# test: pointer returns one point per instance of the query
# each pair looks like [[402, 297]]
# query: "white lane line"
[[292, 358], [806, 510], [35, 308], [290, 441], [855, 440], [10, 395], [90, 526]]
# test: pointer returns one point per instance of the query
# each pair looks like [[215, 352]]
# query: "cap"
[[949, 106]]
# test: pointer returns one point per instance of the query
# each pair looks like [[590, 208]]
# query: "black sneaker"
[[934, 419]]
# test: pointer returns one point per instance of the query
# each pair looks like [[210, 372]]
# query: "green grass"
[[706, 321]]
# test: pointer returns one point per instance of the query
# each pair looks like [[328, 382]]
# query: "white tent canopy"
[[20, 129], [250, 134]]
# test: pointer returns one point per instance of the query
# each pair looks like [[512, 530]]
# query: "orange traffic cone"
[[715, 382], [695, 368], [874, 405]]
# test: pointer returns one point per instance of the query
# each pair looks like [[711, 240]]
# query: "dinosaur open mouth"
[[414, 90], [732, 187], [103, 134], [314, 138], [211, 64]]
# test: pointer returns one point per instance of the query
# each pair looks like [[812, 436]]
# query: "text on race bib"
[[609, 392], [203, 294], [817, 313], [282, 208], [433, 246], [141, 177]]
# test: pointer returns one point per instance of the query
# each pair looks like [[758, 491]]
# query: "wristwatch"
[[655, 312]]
+===+
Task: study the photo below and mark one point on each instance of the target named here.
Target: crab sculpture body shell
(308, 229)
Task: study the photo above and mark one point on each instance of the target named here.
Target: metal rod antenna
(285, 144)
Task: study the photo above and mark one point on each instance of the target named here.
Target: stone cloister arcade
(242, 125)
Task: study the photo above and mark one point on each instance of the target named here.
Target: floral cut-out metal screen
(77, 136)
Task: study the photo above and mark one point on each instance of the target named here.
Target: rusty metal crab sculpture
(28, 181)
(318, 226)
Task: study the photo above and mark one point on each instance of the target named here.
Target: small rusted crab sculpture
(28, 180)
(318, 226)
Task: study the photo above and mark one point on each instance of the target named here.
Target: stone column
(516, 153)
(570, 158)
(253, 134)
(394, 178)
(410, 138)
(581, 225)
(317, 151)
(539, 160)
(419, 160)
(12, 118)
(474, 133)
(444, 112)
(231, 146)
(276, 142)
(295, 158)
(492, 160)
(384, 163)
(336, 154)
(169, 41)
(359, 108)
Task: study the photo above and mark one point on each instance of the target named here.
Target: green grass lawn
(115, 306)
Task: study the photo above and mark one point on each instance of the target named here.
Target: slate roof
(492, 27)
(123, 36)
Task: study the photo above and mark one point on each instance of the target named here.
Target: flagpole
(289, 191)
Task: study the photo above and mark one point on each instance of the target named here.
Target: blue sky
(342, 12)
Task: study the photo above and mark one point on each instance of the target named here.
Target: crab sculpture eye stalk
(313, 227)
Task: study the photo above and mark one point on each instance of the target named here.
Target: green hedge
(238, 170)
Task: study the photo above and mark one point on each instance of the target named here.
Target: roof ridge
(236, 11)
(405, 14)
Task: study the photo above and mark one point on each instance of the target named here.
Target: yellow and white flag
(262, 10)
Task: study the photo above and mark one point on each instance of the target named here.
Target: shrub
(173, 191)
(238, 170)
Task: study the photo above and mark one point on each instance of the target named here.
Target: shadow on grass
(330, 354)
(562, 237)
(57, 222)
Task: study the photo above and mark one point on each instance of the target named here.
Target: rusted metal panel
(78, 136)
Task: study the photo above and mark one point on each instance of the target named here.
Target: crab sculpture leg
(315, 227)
+===+
Which lines in the data above contain "looks"? Show each one.

# each pair looks like [[402, 297]]
# each pair looks like [[215, 352]]
# each pair looks like [[590, 208]]
# each pair looks like [[210, 372]]
# each pair looks like [[328, 382]]
# each pair looks like [[512, 530]]
# each pair looks like [[711, 240]]
# each pair looks like [[812, 436]]
# each pair looks like [[758, 491]]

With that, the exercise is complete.